The request >> Starting at the line that contains "--target tree bark" and ending at the line that contains "M 335 43 L 335", turn the items below into a JSON list of strings, one string per line, with blank lines left out.

Listed records >>

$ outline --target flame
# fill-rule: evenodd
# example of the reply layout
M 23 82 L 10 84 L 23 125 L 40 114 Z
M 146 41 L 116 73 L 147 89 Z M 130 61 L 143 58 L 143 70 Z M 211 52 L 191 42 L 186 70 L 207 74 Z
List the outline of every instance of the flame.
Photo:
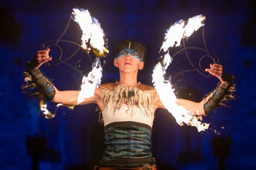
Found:
M 81 37 L 81 47 L 88 52 L 92 49 L 96 57 L 92 64 L 92 69 L 87 77 L 84 76 L 81 85 L 81 90 L 78 98 L 77 104 L 82 102 L 85 98 L 94 95 L 95 88 L 100 84 L 102 69 L 99 57 L 104 57 L 108 50 L 104 45 L 105 34 L 100 24 L 96 18 L 91 16 L 88 10 L 74 8 L 71 16 L 77 22 L 82 32 Z
M 39 106 L 41 111 L 44 115 L 44 117 L 47 119 L 52 119 L 55 117 L 55 113 L 52 113 L 46 108 L 47 105 L 44 103 L 44 100 L 41 99 L 39 103 Z
M 84 76 L 83 77 L 77 104 L 82 102 L 85 98 L 94 96 L 95 88 L 98 87 L 98 85 L 100 84 L 102 71 L 100 61 L 99 58 L 96 57 L 93 64 L 92 71 L 88 73 L 87 77 Z
M 105 34 L 99 21 L 90 16 L 89 11 L 84 9 L 74 8 L 71 17 L 79 25 L 82 34 L 81 46 L 88 52 L 92 49 L 98 57 L 104 57 L 108 50 L 104 46 Z
M 187 21 L 179 20 L 171 26 L 166 30 L 164 41 L 160 49 L 166 51 L 169 47 L 180 45 L 181 40 L 188 38 L 200 27 L 204 26 L 206 17 L 199 15 L 189 18 Z
M 174 92 L 174 89 L 172 87 L 170 78 L 167 78 L 165 74 L 166 70 L 172 61 L 168 48 L 174 45 L 180 46 L 182 38 L 189 37 L 194 31 L 204 25 L 202 22 L 205 19 L 205 16 L 198 15 L 190 18 L 187 21 L 181 20 L 167 30 L 160 51 L 162 50 L 164 54 L 154 67 L 152 74 L 152 81 L 161 101 L 175 118 L 176 122 L 181 126 L 186 123 L 196 127 L 198 132 L 208 128 L 209 124 L 202 123 L 202 117 L 199 115 L 198 110 L 194 114 L 177 104 L 178 101 Z

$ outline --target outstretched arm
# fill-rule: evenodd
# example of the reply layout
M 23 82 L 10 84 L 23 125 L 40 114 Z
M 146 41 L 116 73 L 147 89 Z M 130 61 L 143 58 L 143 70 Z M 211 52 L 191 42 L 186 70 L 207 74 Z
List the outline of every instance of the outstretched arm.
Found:
M 51 61 L 52 57 L 49 53 L 50 49 L 39 51 L 37 52 L 31 62 L 27 63 L 25 71 L 31 76 L 31 80 L 39 89 L 39 91 L 46 99 L 52 102 L 59 103 L 64 105 L 75 105 L 78 103 L 79 94 L 78 91 L 60 91 L 38 68 L 44 63 Z M 100 88 L 96 88 L 92 97 L 85 99 L 79 105 L 96 103 L 100 109 L 103 109 L 103 105 L 101 99 L 102 92 Z
M 218 103 L 221 102 L 221 101 L 228 93 L 228 91 L 232 85 L 230 84 L 232 84 L 232 81 L 234 80 L 230 79 L 230 77 L 226 74 L 222 65 L 214 63 L 211 64 L 210 66 L 210 68 L 206 69 L 205 71 L 219 79 L 221 83 L 219 83 L 217 89 L 212 91 L 199 103 L 177 99 L 176 103 L 178 105 L 183 106 L 187 110 L 191 111 L 195 114 L 198 113 L 202 115 L 206 115 L 208 112 L 218 105 Z M 157 95 L 154 103 L 154 109 L 155 110 L 157 108 L 166 109 Z

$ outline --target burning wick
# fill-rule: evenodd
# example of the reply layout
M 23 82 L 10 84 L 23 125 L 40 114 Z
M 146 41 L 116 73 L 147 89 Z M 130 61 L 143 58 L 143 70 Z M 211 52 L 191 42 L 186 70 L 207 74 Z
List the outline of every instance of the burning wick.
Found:
M 171 26 L 165 33 L 164 41 L 159 51 L 162 51 L 164 54 L 155 66 L 152 74 L 152 81 L 161 101 L 174 117 L 176 122 L 180 126 L 186 123 L 194 126 L 198 132 L 208 128 L 209 124 L 202 123 L 202 117 L 199 115 L 198 110 L 195 114 L 177 104 L 178 99 L 174 92 L 174 89 L 172 88 L 170 78 L 166 77 L 165 75 L 166 70 L 172 60 L 169 54 L 169 48 L 174 45 L 176 47 L 180 45 L 183 38 L 188 38 L 194 31 L 204 25 L 203 22 L 205 18 L 204 16 L 198 15 L 187 21 L 180 20 Z

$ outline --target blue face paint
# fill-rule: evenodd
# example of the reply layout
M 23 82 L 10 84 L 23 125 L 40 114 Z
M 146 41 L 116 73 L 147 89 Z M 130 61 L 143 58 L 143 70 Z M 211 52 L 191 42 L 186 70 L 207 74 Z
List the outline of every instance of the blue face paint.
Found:
M 126 56 L 128 54 L 130 54 L 132 57 L 138 59 L 139 61 L 141 62 L 142 61 L 142 59 L 140 56 L 139 53 L 137 51 L 133 49 L 129 49 L 128 48 L 125 48 L 120 50 L 119 53 L 117 55 L 116 58 L 118 59 L 120 57 Z

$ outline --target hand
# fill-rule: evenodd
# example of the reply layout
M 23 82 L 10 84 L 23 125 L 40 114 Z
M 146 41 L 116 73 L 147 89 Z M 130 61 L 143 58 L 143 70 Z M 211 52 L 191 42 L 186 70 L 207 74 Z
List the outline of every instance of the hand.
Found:
M 43 63 L 52 60 L 52 57 L 49 56 L 50 48 L 45 50 L 38 51 L 30 62 L 30 67 L 38 69 Z
M 228 83 L 228 76 L 222 65 L 214 63 L 210 65 L 210 68 L 206 69 L 205 71 L 219 78 L 222 83 Z

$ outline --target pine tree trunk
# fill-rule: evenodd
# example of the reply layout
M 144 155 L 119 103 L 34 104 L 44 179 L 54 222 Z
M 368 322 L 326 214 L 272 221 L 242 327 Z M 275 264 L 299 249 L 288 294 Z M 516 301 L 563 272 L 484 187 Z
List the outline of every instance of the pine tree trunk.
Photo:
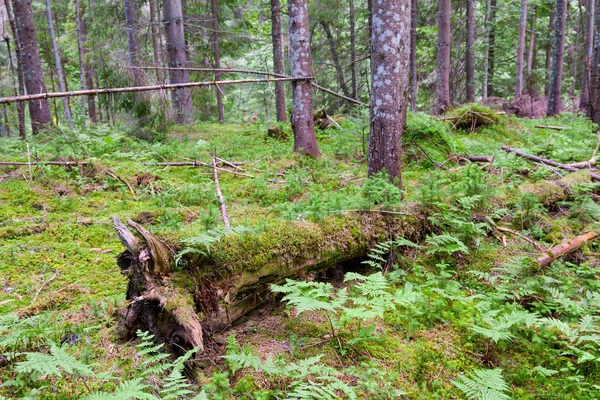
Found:
M 410 108 L 417 111 L 417 95 L 419 91 L 417 82 L 417 0 L 410 3 Z
M 50 40 L 52 42 L 52 53 L 54 54 L 54 64 L 56 67 L 56 76 L 58 78 L 58 88 L 61 92 L 66 92 L 67 88 L 65 86 L 65 79 L 63 77 L 62 65 L 60 63 L 60 53 L 58 50 L 58 43 L 56 43 L 54 23 L 52 22 L 52 10 L 50 8 L 50 0 L 46 0 L 46 18 L 48 19 L 48 31 L 50 32 Z M 73 129 L 73 119 L 71 118 L 71 106 L 69 106 L 69 99 L 63 97 L 62 103 L 65 111 L 65 119 L 69 124 L 69 128 Z
M 290 66 L 292 76 L 292 128 L 294 151 L 312 157 L 321 155 L 312 115 L 312 61 L 307 0 L 288 0 L 290 19 Z
M 30 0 L 13 0 L 13 11 L 18 46 L 20 49 L 19 63 L 23 71 L 23 82 L 27 94 L 46 92 L 44 74 L 38 52 L 38 42 L 33 21 L 33 10 Z M 48 100 L 40 99 L 29 102 L 31 130 L 37 134 L 52 122 Z
M 358 97 L 358 72 L 356 65 L 356 15 L 354 0 L 350 0 L 350 62 L 352 64 L 352 98 Z
M 467 0 L 467 49 L 465 55 L 467 102 L 475 101 L 475 65 L 473 46 L 475 44 L 475 0 Z
M 410 0 L 380 0 L 373 9 L 371 34 L 369 176 L 385 169 L 399 187 L 408 108 L 410 8 Z
M 213 49 L 215 53 L 214 68 L 221 68 L 221 50 L 219 49 L 219 10 L 217 8 L 217 0 L 211 0 L 212 6 L 212 28 L 213 28 Z M 215 80 L 221 80 L 221 73 L 215 73 Z M 225 110 L 223 109 L 223 92 L 221 88 L 216 85 L 215 90 L 217 92 L 217 109 L 219 112 L 219 122 L 222 124 L 225 122 Z
M 164 21 L 167 38 L 167 54 L 169 56 L 169 67 L 187 67 L 185 54 L 185 40 L 183 35 L 183 13 L 180 0 L 164 0 Z M 188 71 L 169 70 L 171 83 L 189 82 Z M 189 88 L 180 88 L 172 91 L 173 110 L 175 122 L 179 124 L 191 124 L 194 119 L 194 108 Z
M 552 74 L 550 76 L 550 88 L 548 90 L 548 112 L 547 116 L 560 113 L 561 110 L 561 87 L 563 75 L 563 60 L 565 48 L 565 33 L 567 19 L 567 1 L 556 0 L 556 24 L 554 31 L 554 46 L 552 56 Z
M 15 18 L 12 12 L 12 4 L 10 0 L 4 0 L 4 6 L 6 8 L 6 14 L 8 15 L 8 23 L 10 25 L 10 30 L 12 32 L 14 41 L 15 41 L 15 61 L 17 63 L 17 68 L 15 71 L 15 63 L 11 56 L 10 51 L 10 39 L 8 36 L 4 37 L 4 41 L 6 42 L 6 48 L 8 52 L 8 60 L 10 66 L 10 72 L 13 76 L 13 84 L 14 84 L 14 92 L 15 96 L 24 95 L 25 94 L 25 82 L 23 81 L 23 71 L 21 69 L 21 49 L 19 47 L 19 38 L 17 35 L 17 27 L 15 26 Z M 15 82 L 16 81 L 16 82 Z M 17 121 L 19 124 L 19 137 L 25 140 L 25 103 L 19 102 L 16 105 L 17 108 Z
M 521 16 L 519 19 L 519 38 L 517 41 L 517 73 L 515 76 L 515 102 L 523 94 L 523 61 L 525 56 L 525 35 L 527 33 L 527 0 L 521 0 Z
M 283 74 L 283 35 L 281 32 L 281 3 L 271 0 L 271 37 L 273 39 L 273 69 L 276 74 Z M 277 121 L 287 121 L 285 109 L 285 84 L 275 83 L 275 111 Z
M 443 114 L 450 107 L 450 13 L 451 0 L 439 0 L 438 13 L 438 60 L 437 60 L 437 113 Z M 377 12 L 376 10 L 374 12 Z M 371 60 L 372 62 L 372 60 Z
M 586 30 L 584 49 L 584 73 L 581 81 L 581 101 L 579 107 L 585 111 L 588 117 L 591 115 L 590 89 L 592 80 L 592 62 L 594 57 L 594 16 L 595 0 L 587 0 L 586 4 Z

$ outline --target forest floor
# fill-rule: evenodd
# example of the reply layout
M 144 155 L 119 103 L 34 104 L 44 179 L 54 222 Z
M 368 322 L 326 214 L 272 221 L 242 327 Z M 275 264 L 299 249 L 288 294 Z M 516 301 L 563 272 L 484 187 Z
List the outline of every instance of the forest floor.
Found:
M 292 154 L 291 137 L 268 138 L 261 124 L 168 135 L 100 125 L 32 138 L 32 160 L 90 164 L 0 165 L 0 399 L 169 398 L 169 382 L 186 389 L 171 373 L 176 362 L 144 371 L 160 357 L 143 351 L 143 340 L 116 337 L 127 280 L 112 218 L 131 218 L 180 251 L 200 234 L 215 236 L 222 220 L 212 169 L 157 165 L 210 163 L 215 154 L 242 163 L 219 174 L 231 223 L 246 229 L 240 235 L 365 209 L 415 210 L 427 234 L 384 241 L 366 264 L 307 277 L 306 286 L 275 288 L 287 301 L 216 335 L 179 397 L 598 398 L 600 245 L 543 269 L 534 260 L 598 232 L 600 184 L 500 148 L 581 162 L 598 136 L 576 115 L 493 119 L 411 115 L 402 193 L 367 179 L 363 118 L 319 131 L 319 159 Z M 0 161 L 27 158 L 25 143 L 0 139 Z M 200 244 L 210 251 L 212 243 Z

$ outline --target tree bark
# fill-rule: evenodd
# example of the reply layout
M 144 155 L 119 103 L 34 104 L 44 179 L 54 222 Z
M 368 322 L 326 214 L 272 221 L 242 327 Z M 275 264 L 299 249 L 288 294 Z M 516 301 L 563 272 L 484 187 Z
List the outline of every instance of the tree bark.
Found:
M 594 57 L 594 17 L 595 0 L 587 0 L 586 4 L 586 30 L 585 49 L 583 55 L 584 73 L 581 81 L 581 101 L 579 108 L 591 115 L 590 88 L 592 80 L 592 62 Z
M 50 32 L 50 40 L 52 42 L 52 53 L 54 54 L 54 64 L 56 68 L 56 76 L 58 79 L 58 88 L 61 92 L 66 92 L 65 79 L 63 77 L 62 65 L 60 62 L 60 53 L 58 43 L 56 43 L 56 35 L 54 34 L 54 23 L 52 22 L 52 10 L 50 8 L 50 0 L 46 0 L 46 18 L 48 19 L 48 31 Z M 73 119 L 71 118 L 71 106 L 67 97 L 62 98 L 65 119 L 69 128 L 73 129 Z
M 354 9 L 354 0 L 350 0 L 350 63 L 352 64 L 352 98 L 357 99 L 358 67 L 356 65 L 356 15 Z
M 271 37 L 273 39 L 273 70 L 276 74 L 283 74 L 283 35 L 281 31 L 281 3 L 279 0 L 271 0 Z M 275 111 L 277 121 L 287 121 L 285 84 L 283 82 L 275 84 Z
M 515 76 L 515 102 L 523 94 L 523 60 L 525 56 L 525 36 L 527 33 L 527 0 L 521 0 L 521 16 L 519 19 L 519 38 L 517 41 L 517 73 Z
M 419 92 L 417 82 L 417 24 L 419 15 L 417 13 L 417 1 L 410 3 L 410 108 L 417 111 L 417 95 Z
M 335 43 L 335 38 L 331 33 L 329 23 L 327 23 L 327 21 L 322 20 L 321 26 L 323 27 L 323 31 L 325 32 L 327 44 L 329 45 L 329 51 L 331 52 L 331 58 L 333 59 L 333 66 L 335 67 L 335 75 L 338 81 L 338 86 L 340 87 L 340 89 L 342 89 L 342 93 L 344 93 L 344 96 L 350 97 L 350 91 L 348 90 L 348 86 L 346 85 L 346 81 L 344 80 L 342 64 L 340 64 L 340 55 L 337 51 L 337 45 Z
M 556 0 L 556 26 L 554 31 L 554 46 L 552 56 L 552 74 L 550 76 L 550 88 L 548 90 L 548 112 L 547 116 L 560 113 L 562 104 L 560 100 L 563 60 L 565 48 L 565 34 L 567 20 L 567 1 Z
M 294 151 L 312 157 L 321 155 L 315 135 L 312 115 L 312 61 L 310 55 L 310 28 L 307 0 L 288 0 L 290 19 L 290 66 L 292 82 L 292 128 Z
M 437 113 L 444 114 L 450 107 L 450 13 L 451 0 L 439 0 L 438 60 L 437 60 Z M 376 12 L 376 10 L 374 11 Z M 371 62 L 373 59 L 371 58 Z
M 18 46 L 19 63 L 23 71 L 23 82 L 28 94 L 45 92 L 44 74 L 38 52 L 38 43 L 33 21 L 33 10 L 30 0 L 13 0 Z M 29 102 L 31 130 L 37 134 L 52 122 L 50 107 L 45 99 Z
M 371 35 L 368 172 L 371 176 L 385 169 L 398 187 L 402 187 L 402 132 L 408 107 L 410 8 L 410 0 L 381 0 L 373 10 Z
M 185 68 L 187 67 L 187 57 L 185 54 L 181 0 L 164 0 L 163 6 L 169 67 Z M 170 69 L 169 76 L 172 84 L 189 82 L 188 71 L 186 70 Z M 191 124 L 194 119 L 194 108 L 190 89 L 178 88 L 171 93 L 175 122 L 178 124 Z
M 219 9 L 217 8 L 217 0 L 211 0 L 212 7 L 212 29 L 213 29 L 213 49 L 215 55 L 214 68 L 221 68 L 221 50 L 219 48 Z M 215 73 L 215 80 L 221 80 L 221 74 Z M 217 109 L 219 112 L 219 123 L 225 122 L 225 111 L 223 109 L 223 92 L 218 85 L 215 85 L 217 92 Z
M 12 12 L 12 4 L 10 0 L 4 0 L 4 6 L 6 8 L 6 14 L 8 15 L 8 22 L 10 25 L 10 30 L 12 32 L 14 42 L 15 42 L 15 60 L 17 62 L 17 68 L 15 71 L 15 64 L 13 62 L 11 52 L 10 52 L 10 39 L 8 36 L 4 37 L 4 41 L 6 42 L 6 48 L 8 51 L 8 62 L 10 66 L 11 75 L 13 76 L 13 84 L 14 84 L 14 93 L 17 95 L 25 94 L 25 82 L 23 81 L 23 71 L 21 68 L 21 49 L 19 47 L 19 37 L 17 35 L 17 27 L 15 26 L 15 18 Z M 16 81 L 16 83 L 15 83 Z M 19 124 L 19 137 L 25 140 L 25 103 L 17 104 L 17 121 Z
M 526 1 L 526 0 L 524 0 Z M 475 101 L 475 65 L 473 46 L 475 44 L 475 0 L 467 0 L 467 49 L 465 55 L 467 102 Z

The solution >>
[
  "$ outline --target tree bark",
  "# fill-rule: evenodd",
  "# example of the reply layout",
  "M 144 155 L 119 103 L 34 104 L 44 179 L 54 222 Z",
  "M 368 322 L 326 214 L 272 221 L 242 327 Z M 275 264 L 299 249 L 288 294 Z M 516 301 L 563 272 L 484 187 Z",
  "List the outline of every instance of the tree bark.",
  "Found:",
  "M 594 57 L 594 17 L 595 0 L 587 0 L 586 4 L 586 30 L 585 49 L 583 55 L 584 73 L 581 81 L 581 101 L 579 108 L 591 115 L 590 88 L 592 80 L 592 62 Z",
  "M 50 32 L 50 40 L 52 42 L 52 53 L 54 54 L 54 64 L 56 68 L 56 76 L 58 79 L 58 88 L 61 92 L 66 92 L 65 79 L 63 77 L 62 65 L 60 62 L 60 53 L 58 43 L 56 43 L 56 35 L 54 34 L 54 23 L 52 22 L 52 10 L 50 8 L 50 0 L 46 0 L 46 18 L 48 19 L 48 31 Z M 73 119 L 71 118 L 71 106 L 67 97 L 62 98 L 65 119 L 69 128 L 73 129 Z",
  "M 354 9 L 354 0 L 350 0 L 350 63 L 352 64 L 352 98 L 357 99 L 358 67 L 356 65 L 356 15 Z",
  "M 271 37 L 273 39 L 273 70 L 276 74 L 283 74 L 283 35 L 281 31 L 281 3 L 279 0 L 271 0 Z M 275 111 L 277 121 L 287 121 L 285 84 L 283 82 L 275 84 Z",
  "M 515 76 L 515 102 L 523 94 L 523 60 L 525 56 L 525 36 L 527 33 L 527 0 L 521 0 L 521 16 L 519 19 L 519 38 L 517 41 L 517 73 Z",
  "M 419 92 L 417 82 L 417 24 L 419 15 L 417 13 L 417 1 L 410 3 L 410 108 L 417 111 L 417 95 Z",
  "M 335 43 L 335 38 L 331 33 L 329 23 L 327 23 L 327 21 L 322 20 L 321 26 L 323 27 L 323 31 L 325 32 L 327 44 L 329 45 L 329 51 L 331 52 L 331 58 L 333 59 L 333 66 L 335 67 L 335 75 L 338 81 L 338 86 L 340 87 L 340 89 L 342 89 L 342 93 L 344 93 L 344 96 L 350 97 L 350 91 L 348 90 L 348 86 L 346 85 L 346 81 L 344 80 L 342 64 L 340 64 L 340 55 L 337 51 L 337 45 Z"
]